╭─ DATA UNDER STUDY

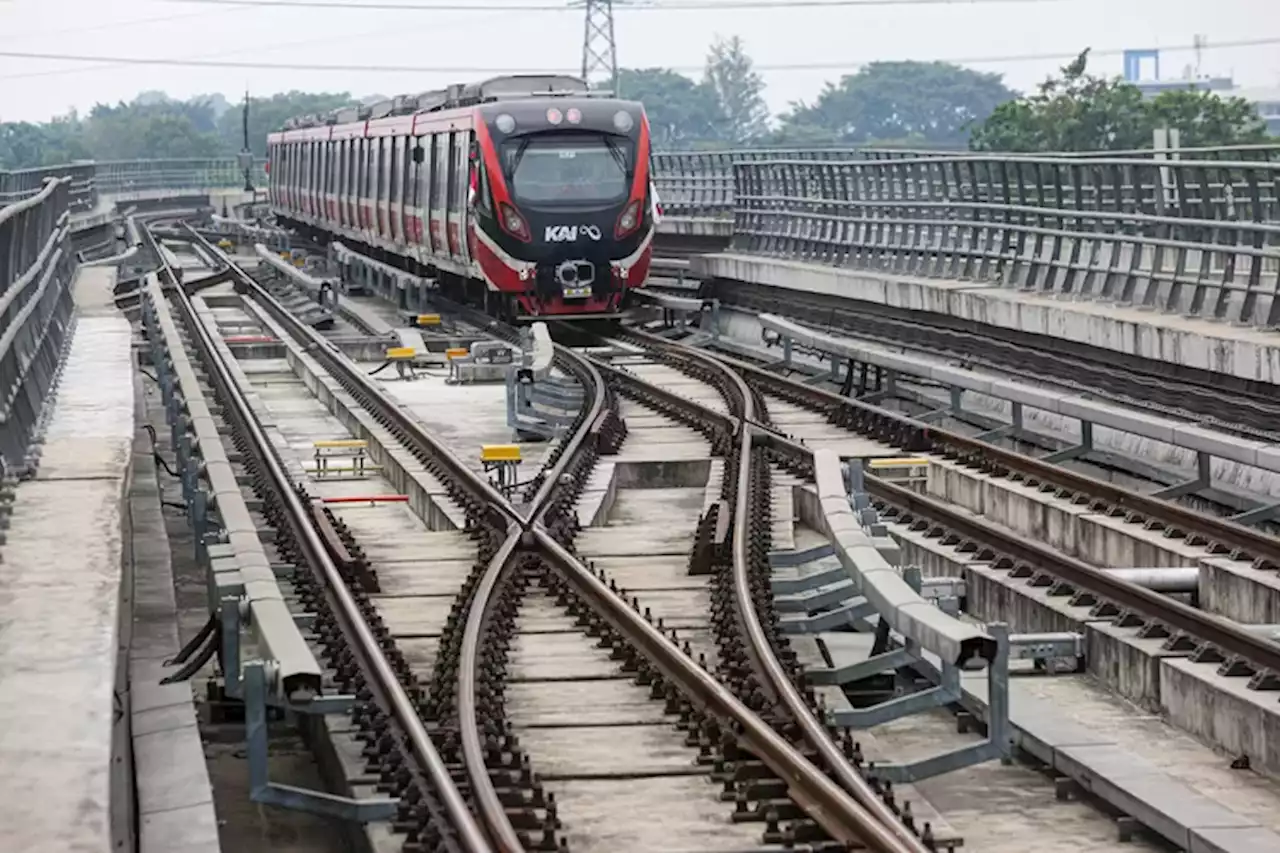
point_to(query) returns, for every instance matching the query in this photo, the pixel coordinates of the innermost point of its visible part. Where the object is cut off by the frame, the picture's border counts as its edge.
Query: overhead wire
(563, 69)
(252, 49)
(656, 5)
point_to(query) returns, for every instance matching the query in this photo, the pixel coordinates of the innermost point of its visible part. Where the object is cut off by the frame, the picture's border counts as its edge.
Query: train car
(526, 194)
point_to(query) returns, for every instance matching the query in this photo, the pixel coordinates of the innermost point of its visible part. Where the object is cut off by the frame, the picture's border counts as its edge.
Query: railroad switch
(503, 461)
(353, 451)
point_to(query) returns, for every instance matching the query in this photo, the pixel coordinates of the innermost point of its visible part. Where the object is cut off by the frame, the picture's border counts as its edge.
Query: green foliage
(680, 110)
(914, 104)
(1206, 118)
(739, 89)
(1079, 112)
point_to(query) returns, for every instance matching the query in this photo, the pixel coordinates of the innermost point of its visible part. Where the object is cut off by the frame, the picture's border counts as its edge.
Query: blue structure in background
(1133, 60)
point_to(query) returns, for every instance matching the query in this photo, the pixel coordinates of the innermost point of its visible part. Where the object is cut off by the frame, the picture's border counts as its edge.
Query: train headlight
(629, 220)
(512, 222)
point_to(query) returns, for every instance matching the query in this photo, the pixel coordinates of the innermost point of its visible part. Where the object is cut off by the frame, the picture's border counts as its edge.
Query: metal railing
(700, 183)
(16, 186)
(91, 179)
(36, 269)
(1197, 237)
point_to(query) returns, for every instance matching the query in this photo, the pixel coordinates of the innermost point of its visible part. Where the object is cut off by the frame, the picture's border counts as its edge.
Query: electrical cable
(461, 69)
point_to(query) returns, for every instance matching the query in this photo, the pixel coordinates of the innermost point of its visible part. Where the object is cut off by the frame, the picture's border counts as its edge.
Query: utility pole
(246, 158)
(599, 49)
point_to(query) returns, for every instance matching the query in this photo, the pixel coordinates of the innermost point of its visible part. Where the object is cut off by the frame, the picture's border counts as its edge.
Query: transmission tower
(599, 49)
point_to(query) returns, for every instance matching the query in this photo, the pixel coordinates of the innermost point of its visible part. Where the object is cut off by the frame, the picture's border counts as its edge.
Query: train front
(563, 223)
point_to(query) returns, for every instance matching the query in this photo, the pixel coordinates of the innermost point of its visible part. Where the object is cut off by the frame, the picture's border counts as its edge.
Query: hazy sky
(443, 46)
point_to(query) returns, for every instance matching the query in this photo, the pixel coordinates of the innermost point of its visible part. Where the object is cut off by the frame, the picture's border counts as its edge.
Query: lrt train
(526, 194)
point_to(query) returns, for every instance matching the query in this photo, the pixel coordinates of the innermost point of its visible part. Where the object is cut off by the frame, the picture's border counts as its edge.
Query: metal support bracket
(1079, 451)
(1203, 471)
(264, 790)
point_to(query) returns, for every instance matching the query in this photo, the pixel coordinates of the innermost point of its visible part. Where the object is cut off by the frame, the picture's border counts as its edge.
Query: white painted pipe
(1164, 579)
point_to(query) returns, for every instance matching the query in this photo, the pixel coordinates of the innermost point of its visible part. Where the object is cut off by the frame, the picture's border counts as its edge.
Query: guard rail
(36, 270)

╰─

EXERCISE REQUIREMENTS:
Please restate each entry exactly, but drop any picture it holds.

REPLY:
point_to(query) returns, for every instance matching the query in this photo, the pixel coordinates of the innermost point of its visible part. Where the object is cut off by the frame, the picture's border counts as its edge.
Query: overhead wire
(563, 69)
(252, 49)
(656, 5)
point_to(query) returns, for every instance matching the query in this photo, the pixel coordinates of the innermost point of its visible part. Where the object is cut off by the frame, the picture's border counts as its edge.
Query: train car
(526, 194)
point_to(query) returns, for every instance matching the query in this photo, the pixel coordinates of the innermost point of its visible part. Where the object is cut off by the frame, the picture's border counts as its edge.
Query: railroad switch
(503, 461)
(353, 451)
point_to(query) returns, for every instance matching the query in this photo, the pixel coordinates of the innermost point of its visible part. Where the object is cut off by the frame, the picture's border counts as its edge.
Query: green foliage
(680, 110)
(914, 104)
(1206, 118)
(739, 89)
(1079, 112)
point_to(query) returns, for every instance matching the query in this photo, the pixel coordinates of the innermost point of its visible part. Where the object is cut off by the frame, the picture's border counts as its edge.
Query: blue structure in background
(1133, 60)
point_to(query) returns, for every instance matching the query in this photo, the pixel coordinates of the innermost point of its visible part. Where the object is cut off by the frame, the picture's border counts as its edge.
Query: train headlight
(629, 220)
(512, 222)
point_to(query) returns, for every instance matching the query in this photo, the pixel coordinates of the innermost point of its visible part. Where the object is cut off by the frame, the picture's border counts as its edge.
Query: metal railing
(700, 183)
(16, 186)
(91, 179)
(36, 269)
(1197, 237)
point_to(query) returns, for every instance matching the query in this photo, the pixel coordinates of the innermost point of its visible part. Where the object is cut off by the frame, the picture's border counts as its edge.
Query: electrical cable
(461, 69)
point_to(query) returns, for every instance matching the query in this photo, the pixel coordinates of the innermost point of its visible part. Where the object is cut off by the frame, the picture's border counts as its edge.
Query: utility pole
(246, 158)
(599, 49)
point_to(query) returns, for every instance matching the query in this photo, the pixel coordinates of the innermost point of its visible part. Where the object is cut off by the frame, the picture's border counts as its edge.
Query: transmission tower
(599, 49)
point_to(query) returns, for every instance matching the query in this photo, the pixel coordinates of the innermost point of its visible part. Where the object is cut off by the frame, the picture's border counts as its edge.
Query: train front
(563, 223)
point_to(query) returns, for every instance matching the query in this photo, the pixel coordinates of the innermost point of its visible part. Where the object is cut off by the frame, the picture's border counts as its edge.
Query: hazy sky
(443, 46)
point_to(query) returns, for every instance matching the query in this photo, the pixel coordinates of the innermost point of its visible part. Where the object is cut off by the frame, the picture's border counts as its edge.
Query: lrt train
(526, 194)
point_to(query) returns, for every instance matching the query in this photo, the pixel coordinates of the innermost point of its visible part. Where the object is cut off by the frame, the picture's border counts as its edge.
Query: metal support bracket
(1079, 451)
(1203, 471)
(264, 790)
point_to(query) returns, for every instance matching the query in this photo, the pixel coordinates of the innermost point of its visible part. Where the object is cut off by the frame, the picture's border counts as its edge.
Query: white painted pipe
(1164, 579)
point_to(query) returns, for every instance matching the query in this photo, the pixel coordinates of the innermost point of its visible part. Where the object is cut off by the frame, the picture's border counts as its edge.
Query: guard rail
(36, 270)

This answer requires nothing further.